### SELECTED EXCERPT
··········
Monitoring will also include a measurable standard of development of the forest toward the vision.

With all stands having similar age distributions, measures are needed that compare the average stand at a point in time with the starting condition average stand and the desired future condition average stand, in terms of density  or distribution of ages and sizes of trees or tree counts….

Vision that Applies to both Moist and Dry Forest

Road Systems

Road guidelines, standards to keep roads narrow.

Standards and funding for Road Relocation.

Prescribed Burning

Prescribed burning shall be used to reduce fuels following  all wet and dry forest harvests.  Burns to reduce fuels to mimic historical level, had the area been burned naturally.  In determining when and how much to prescribe burning, the driving factors shall be fuel loads and moisture contents, to carry out managed burns.  Smoke intrusion, in the interest of preventing heavy summer smoke, will not be a significant consideration.  Safety and burning effectiveness are paramount.

Monitoring and Adaptive Management

Monitoring and adaptive management are essential to the success of our plan.  Key monitoring variables will be identified that indicate the broad range of forest values.  The management plans will be adapted to insure those values meet the plan goals.  We realize that monitoring plans have frequently fallen by the wayside during periods of tight budgets.  Legislative action will be required to insure the monitoring plan is fully funded and implemented.

Monitoring has been included in past BLM management proposals.  Historically, adequate monitoring has not happened, because of inadequate funding. Under this proposal, institutionalized funding is provided through a diversion of a portion of the historic “non-county half” of  O&C Harvest Receipts to a third party, who in turn shall distribute monitoring budget moneys to keep a consistent monitoring program operational.

The establishment of monitoring variables and their baselines were first outlined for Forest Bridges in a recommendation prepared by Oregon State University.  Monitoring variables are intended to be measured, starting with the modeling results baseline then repeated regularly to assess adaptive management needs over time.

The monitoring fulfills three broad purposes:

  • Public transparency and feedback to the BLM about adherence to the Plan and the condition of the forest as the Plan is implemented.
    • Includes a plan for publicizing monitoring results regularly
  • Aid in guiding plan changes under Adaptive Management.
  • Build upon the body of relevant data when legal questions arise about the consistency of management actions with the Law and Plan.

The monitoring includes measures of:

  • Aggregate acres and percentage by of broad seral (development) stages of forest stands
  • Landscape patch sizes and fragmentation
  • Habitat suitability for broad groups of species
  • Water quantity and quality attributes
  • Watershed health relative to historic conditions
  • Dry Forest Silviculture monitoring, including fire resilience level of treated stands
  • Life cycle assessment of carbon sequestration and waste
  • Timber and wood volume production
  • O&C County revenues, and monitoring/adaptive management/ restoration funds
  • Job creation and distribution
  • Levels of exotic and noxious weeds

Examples of monitoring results that lead to Adaptive Management Changes or Plan revisions:

  • Sedimentation/large wood or lack thereof in creek
  • Excess or shortfall relative to the balance of habitat types
  • Fire Resiliency not meeting Expectations, despite historical distribution of trees and tree ages
  • Slower rate of reaching habitat type distribution than expected

Examples of monitoring results that DO NOT lead to Plan Revisions.
··········
### DATASET CONTENT

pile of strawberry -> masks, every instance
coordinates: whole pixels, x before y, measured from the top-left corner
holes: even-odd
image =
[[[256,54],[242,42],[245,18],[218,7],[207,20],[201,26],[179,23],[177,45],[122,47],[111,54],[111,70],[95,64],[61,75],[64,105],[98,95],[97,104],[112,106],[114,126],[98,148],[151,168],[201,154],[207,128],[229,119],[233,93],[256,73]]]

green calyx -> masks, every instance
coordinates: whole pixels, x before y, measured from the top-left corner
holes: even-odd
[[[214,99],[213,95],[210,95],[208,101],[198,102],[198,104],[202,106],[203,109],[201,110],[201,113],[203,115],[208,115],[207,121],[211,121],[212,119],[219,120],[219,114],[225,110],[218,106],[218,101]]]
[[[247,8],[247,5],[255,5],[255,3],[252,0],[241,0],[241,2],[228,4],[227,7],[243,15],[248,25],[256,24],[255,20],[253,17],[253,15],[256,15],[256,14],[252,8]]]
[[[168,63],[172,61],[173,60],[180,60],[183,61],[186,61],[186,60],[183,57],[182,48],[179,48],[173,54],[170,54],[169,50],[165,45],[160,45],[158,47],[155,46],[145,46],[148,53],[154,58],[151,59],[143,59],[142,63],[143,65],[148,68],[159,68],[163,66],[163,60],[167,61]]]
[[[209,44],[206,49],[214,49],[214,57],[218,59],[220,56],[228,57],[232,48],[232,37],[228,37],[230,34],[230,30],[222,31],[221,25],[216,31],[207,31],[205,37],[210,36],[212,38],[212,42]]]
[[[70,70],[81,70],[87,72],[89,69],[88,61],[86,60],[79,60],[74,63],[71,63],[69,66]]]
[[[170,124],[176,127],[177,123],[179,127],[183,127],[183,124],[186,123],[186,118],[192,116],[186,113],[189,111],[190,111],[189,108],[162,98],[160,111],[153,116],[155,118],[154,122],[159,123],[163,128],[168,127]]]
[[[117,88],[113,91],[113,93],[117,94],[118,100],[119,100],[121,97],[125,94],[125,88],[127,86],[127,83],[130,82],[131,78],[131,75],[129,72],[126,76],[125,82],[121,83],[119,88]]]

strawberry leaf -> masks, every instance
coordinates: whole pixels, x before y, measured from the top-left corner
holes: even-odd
··········
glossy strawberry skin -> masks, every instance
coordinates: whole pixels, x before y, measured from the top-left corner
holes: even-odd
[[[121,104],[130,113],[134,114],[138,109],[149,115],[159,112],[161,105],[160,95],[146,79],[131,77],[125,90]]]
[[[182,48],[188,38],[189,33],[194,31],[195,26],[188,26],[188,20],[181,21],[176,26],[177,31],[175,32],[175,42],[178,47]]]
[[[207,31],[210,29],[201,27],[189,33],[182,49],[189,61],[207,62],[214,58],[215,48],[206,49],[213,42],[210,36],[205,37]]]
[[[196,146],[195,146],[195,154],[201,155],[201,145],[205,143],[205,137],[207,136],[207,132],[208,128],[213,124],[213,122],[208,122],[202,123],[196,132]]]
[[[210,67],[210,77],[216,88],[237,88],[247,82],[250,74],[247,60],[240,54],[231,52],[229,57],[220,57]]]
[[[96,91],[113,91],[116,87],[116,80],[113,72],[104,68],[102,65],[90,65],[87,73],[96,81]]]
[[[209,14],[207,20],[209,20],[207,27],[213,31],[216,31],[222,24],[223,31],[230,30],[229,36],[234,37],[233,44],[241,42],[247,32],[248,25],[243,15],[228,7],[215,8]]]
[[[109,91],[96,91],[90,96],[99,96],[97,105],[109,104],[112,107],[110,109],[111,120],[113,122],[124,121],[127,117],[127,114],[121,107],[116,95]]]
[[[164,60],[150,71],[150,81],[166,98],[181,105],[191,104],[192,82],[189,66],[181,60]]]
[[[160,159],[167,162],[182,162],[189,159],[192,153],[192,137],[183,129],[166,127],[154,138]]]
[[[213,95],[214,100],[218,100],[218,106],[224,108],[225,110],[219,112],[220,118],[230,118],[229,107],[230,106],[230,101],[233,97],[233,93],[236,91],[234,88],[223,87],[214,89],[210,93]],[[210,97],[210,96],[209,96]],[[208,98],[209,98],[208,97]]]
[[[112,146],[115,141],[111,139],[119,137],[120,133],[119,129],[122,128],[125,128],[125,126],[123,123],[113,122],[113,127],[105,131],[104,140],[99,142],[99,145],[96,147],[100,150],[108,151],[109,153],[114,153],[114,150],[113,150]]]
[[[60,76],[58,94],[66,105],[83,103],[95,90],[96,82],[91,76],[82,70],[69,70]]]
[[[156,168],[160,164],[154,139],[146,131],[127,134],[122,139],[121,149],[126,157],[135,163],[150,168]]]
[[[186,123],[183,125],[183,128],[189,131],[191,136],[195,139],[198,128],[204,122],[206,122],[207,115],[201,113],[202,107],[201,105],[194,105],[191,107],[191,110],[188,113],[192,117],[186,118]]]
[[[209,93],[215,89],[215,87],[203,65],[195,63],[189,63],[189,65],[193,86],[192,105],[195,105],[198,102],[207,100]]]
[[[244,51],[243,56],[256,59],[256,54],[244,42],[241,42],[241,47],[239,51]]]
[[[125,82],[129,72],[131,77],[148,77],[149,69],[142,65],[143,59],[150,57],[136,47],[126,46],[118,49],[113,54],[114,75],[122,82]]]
··········
### OBJECTIVE
Please say whether each statement agrees with the forest plan excerpt, answering yes or no and quoting the deciding words from it: (a) Smoke intrusion will be a significant consideration when prescribing burns. (b) Monitoring variables and their baselines were first outlined in a recommendation prepared by Oregon State University. (c) Job creation and distribution is among the measures the monitoring includes. You won't need the items.

### REPLY TO THE EXERCISE
(a) No: "Smoke intrusion, in the interest of preventing heavy summer smoke, will not be a significant consideration."
(b) Yes: "The establishment of monitoring variables and their baselines were first outlined for Forest Bridges in a recommendation prepared by Oregon State University."
(c) Yes: "Job creation and distribution"